__Task statement__.
From the records below, copy out every line that contains the word "following".

__Exercise input__.
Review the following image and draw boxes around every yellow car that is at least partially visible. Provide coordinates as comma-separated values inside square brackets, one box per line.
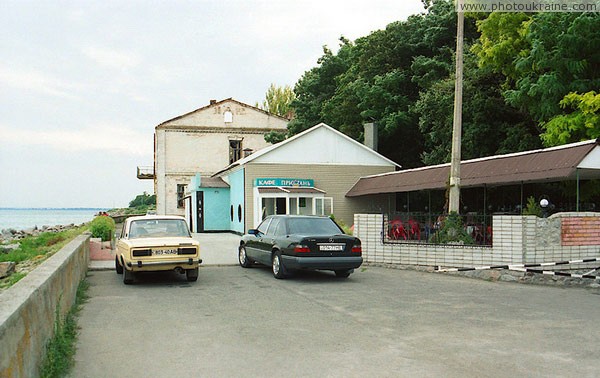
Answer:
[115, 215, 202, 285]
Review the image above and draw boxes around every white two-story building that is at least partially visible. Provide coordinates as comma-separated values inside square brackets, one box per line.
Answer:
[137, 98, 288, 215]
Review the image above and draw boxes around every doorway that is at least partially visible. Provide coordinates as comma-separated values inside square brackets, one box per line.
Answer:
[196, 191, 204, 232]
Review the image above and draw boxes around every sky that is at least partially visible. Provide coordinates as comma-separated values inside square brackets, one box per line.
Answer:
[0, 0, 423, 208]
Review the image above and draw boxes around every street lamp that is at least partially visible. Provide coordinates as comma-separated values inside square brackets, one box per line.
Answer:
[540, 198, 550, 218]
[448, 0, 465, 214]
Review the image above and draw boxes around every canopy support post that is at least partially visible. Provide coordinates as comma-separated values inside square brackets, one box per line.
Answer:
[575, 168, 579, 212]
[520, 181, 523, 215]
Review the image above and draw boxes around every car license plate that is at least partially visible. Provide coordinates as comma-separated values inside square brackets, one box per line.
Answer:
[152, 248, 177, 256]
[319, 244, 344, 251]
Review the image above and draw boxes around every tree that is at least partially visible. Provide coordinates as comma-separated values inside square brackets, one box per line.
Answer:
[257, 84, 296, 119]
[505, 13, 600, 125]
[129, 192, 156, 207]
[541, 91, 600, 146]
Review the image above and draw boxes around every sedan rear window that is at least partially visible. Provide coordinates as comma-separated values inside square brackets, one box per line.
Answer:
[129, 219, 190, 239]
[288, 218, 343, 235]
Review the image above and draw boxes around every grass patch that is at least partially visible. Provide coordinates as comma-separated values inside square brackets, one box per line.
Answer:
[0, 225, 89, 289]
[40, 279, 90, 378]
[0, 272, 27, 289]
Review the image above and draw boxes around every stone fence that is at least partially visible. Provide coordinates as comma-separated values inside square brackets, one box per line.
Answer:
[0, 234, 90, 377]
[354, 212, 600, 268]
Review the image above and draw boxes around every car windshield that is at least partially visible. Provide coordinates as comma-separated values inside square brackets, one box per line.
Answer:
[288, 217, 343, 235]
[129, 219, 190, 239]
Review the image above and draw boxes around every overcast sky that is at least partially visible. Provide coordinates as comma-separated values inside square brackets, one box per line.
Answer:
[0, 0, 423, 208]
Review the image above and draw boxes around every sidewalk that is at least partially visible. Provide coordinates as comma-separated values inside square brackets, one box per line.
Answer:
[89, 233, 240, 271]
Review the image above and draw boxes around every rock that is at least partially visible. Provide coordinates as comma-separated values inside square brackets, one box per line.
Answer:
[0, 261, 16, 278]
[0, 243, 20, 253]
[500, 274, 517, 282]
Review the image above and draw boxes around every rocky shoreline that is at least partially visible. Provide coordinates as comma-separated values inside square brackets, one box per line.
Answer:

---

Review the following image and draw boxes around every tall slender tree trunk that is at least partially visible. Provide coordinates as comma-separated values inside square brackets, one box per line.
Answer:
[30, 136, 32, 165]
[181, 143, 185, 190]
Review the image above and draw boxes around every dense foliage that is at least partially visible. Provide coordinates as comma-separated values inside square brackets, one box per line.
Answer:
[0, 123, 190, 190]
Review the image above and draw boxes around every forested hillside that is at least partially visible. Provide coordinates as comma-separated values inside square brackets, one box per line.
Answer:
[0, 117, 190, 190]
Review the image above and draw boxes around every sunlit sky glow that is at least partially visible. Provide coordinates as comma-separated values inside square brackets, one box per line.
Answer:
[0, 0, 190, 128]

* * *

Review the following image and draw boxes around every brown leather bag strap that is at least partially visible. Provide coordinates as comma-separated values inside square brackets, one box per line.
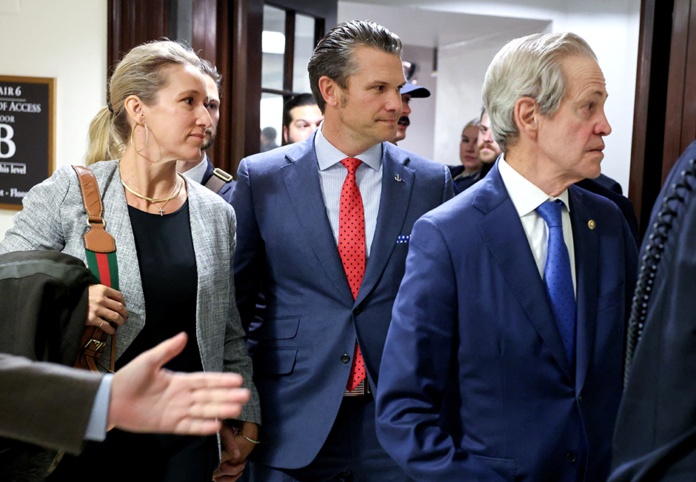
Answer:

__Task result__.
Review the following image and draw boxes around every yellow car that is at least partially visible. Provide coordinates as comma-separated values inside square brackets, one box per line.
Review the following image and draw boxes around every tall slender tree trunk that is at least partially visible. Provide coordinates as comma-separated values inside square brackets, one box per line.
Review the following image and draw boxes around every brown leather bag strap that is at least partially visible. Provide coordinates as comma-separated values inside square brackets, one box per line.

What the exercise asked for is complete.